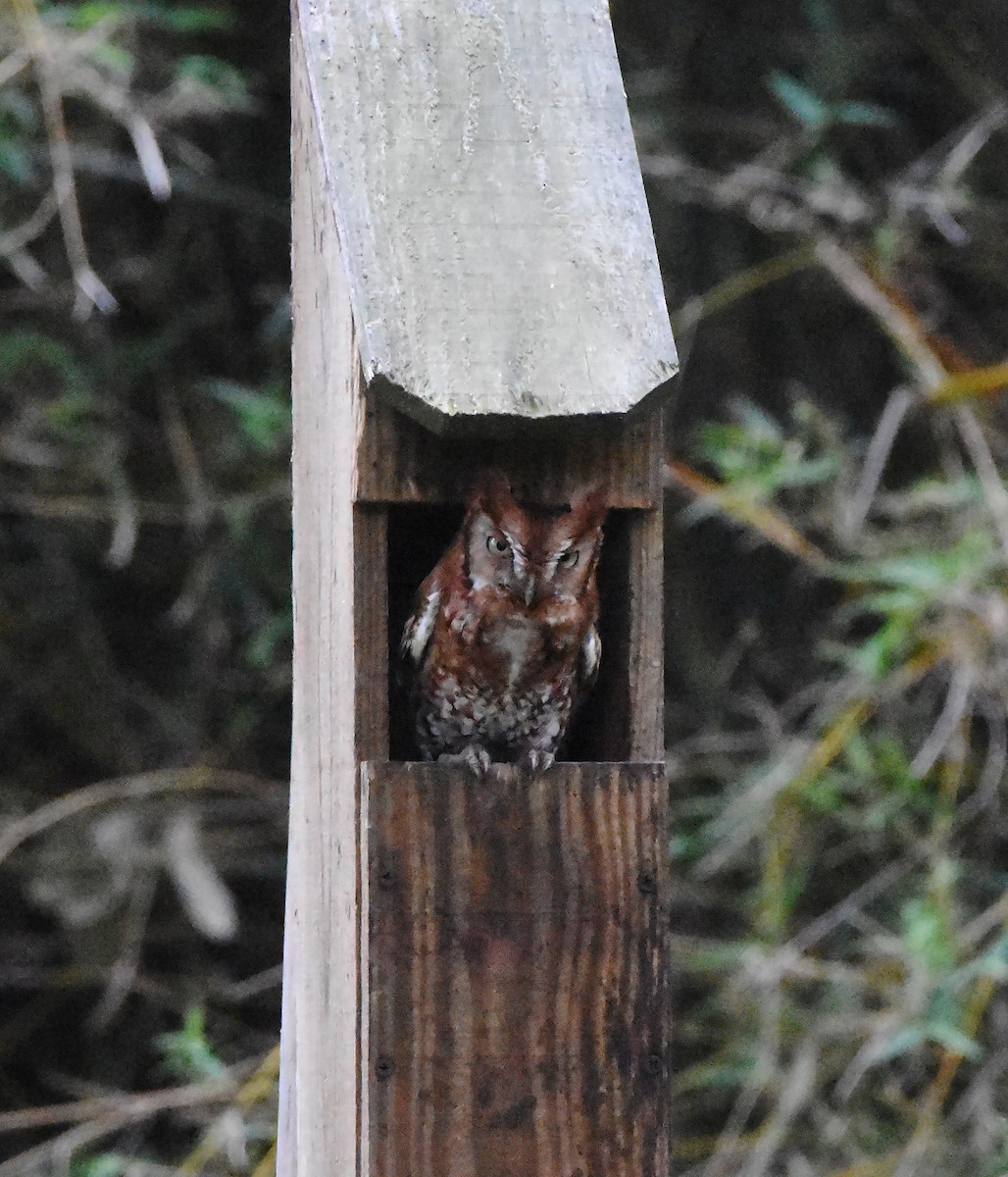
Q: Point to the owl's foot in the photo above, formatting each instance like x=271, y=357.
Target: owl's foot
x=475, y=756
x=535, y=762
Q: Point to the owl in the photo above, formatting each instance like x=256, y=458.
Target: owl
x=502, y=644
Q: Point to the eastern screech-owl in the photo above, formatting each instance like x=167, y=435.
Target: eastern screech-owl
x=502, y=641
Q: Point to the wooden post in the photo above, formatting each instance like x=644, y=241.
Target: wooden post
x=476, y=974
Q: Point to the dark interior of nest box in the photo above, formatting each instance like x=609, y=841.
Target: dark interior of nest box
x=600, y=733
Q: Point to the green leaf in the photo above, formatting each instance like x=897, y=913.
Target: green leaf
x=212, y=74
x=864, y=115
x=16, y=160
x=264, y=417
x=927, y=934
x=187, y=1052
x=799, y=100
x=105, y=1164
x=87, y=16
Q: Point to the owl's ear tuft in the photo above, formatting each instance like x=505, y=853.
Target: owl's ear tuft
x=588, y=506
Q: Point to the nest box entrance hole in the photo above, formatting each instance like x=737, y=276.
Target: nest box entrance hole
x=417, y=538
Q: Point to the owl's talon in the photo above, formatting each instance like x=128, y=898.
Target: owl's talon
x=535, y=762
x=476, y=757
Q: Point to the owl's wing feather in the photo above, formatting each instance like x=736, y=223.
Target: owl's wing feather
x=418, y=630
x=590, y=658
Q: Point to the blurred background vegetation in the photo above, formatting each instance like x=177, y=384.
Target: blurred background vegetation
x=829, y=181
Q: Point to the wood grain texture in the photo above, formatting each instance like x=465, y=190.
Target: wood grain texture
x=518, y=971
x=320, y=1088
x=371, y=618
x=490, y=206
x=401, y=462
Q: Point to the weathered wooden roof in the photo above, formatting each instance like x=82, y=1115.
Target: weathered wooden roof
x=489, y=205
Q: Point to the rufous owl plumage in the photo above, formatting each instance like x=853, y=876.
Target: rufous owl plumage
x=502, y=642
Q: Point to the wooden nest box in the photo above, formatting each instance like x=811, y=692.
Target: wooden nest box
x=476, y=971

━━━

→ WHAT TO DO
Please copy every row above word for word, leaving out the pictures.

→ ANSWER TO THE TASK
Q: Point to the owl's foot in the photo above, formatting each instance like x=271, y=357.
Target: owl's foot
x=475, y=756
x=535, y=762
Q: Point to the owl in the photo above, formatting each instance like x=256, y=458.
Target: owl
x=502, y=644
Q: Point to the eastern screech-owl in the photo above, formatting each instance like x=167, y=435.
Target: eastern screech-owl
x=502, y=641
Q: Point to the wooden post in the photo above, formatting each instance like x=644, y=241.
Target: wooden post
x=476, y=974
Q: Point to the dark interior of nest box in the photo above, formatting each instance like x=609, y=841.
Target: dark interior of nest box
x=600, y=733
Q: Point to the green leaf in the photo above, formatting each instance like x=897, y=913.
Target: green leaf
x=212, y=74
x=864, y=115
x=16, y=160
x=264, y=417
x=927, y=934
x=187, y=1052
x=799, y=100
x=105, y=1164
x=87, y=16
Q: Point to the owl's ear tuft in the photo above, formatting each instance like x=505, y=853.
Target: owl's ear tuft
x=588, y=506
Q: Point to the nest box entrance hole in the photo above, formatting each instance like x=737, y=276.
Target: nest box entrance hole
x=417, y=538
Q: Point to the owl's talon in the photo above, formatting each instance like x=128, y=898.
Target: owl's talon
x=535, y=762
x=476, y=757
Q: Point to the owl's wing feather in the photo above, formatting each instance like x=736, y=223.
Target: owl's wing feather
x=418, y=630
x=590, y=658
Q: Point to the blurred background vegetation in the photo above, formatting each instance like x=177, y=384.
Target: blurred background vegetation
x=829, y=181
Q: Point to the wood grain texture in the photo above, formatting each instance like x=465, y=190.
Target: wood grain texture
x=518, y=971
x=320, y=1088
x=371, y=618
x=490, y=206
x=401, y=462
Q: Point to the weathered wooden roof in the photo above, formatting each instance like x=82, y=1115.
Target: weathered wooden roof
x=489, y=205
Q: Point to the rufous owl plumage in the photo above, formatting each instance like x=853, y=876.
Target: rufous owl plumage
x=502, y=642
Q: Point to the wooden nest box in the photo above, formatting each instance like x=811, y=692.
Target: wooden nest box
x=476, y=971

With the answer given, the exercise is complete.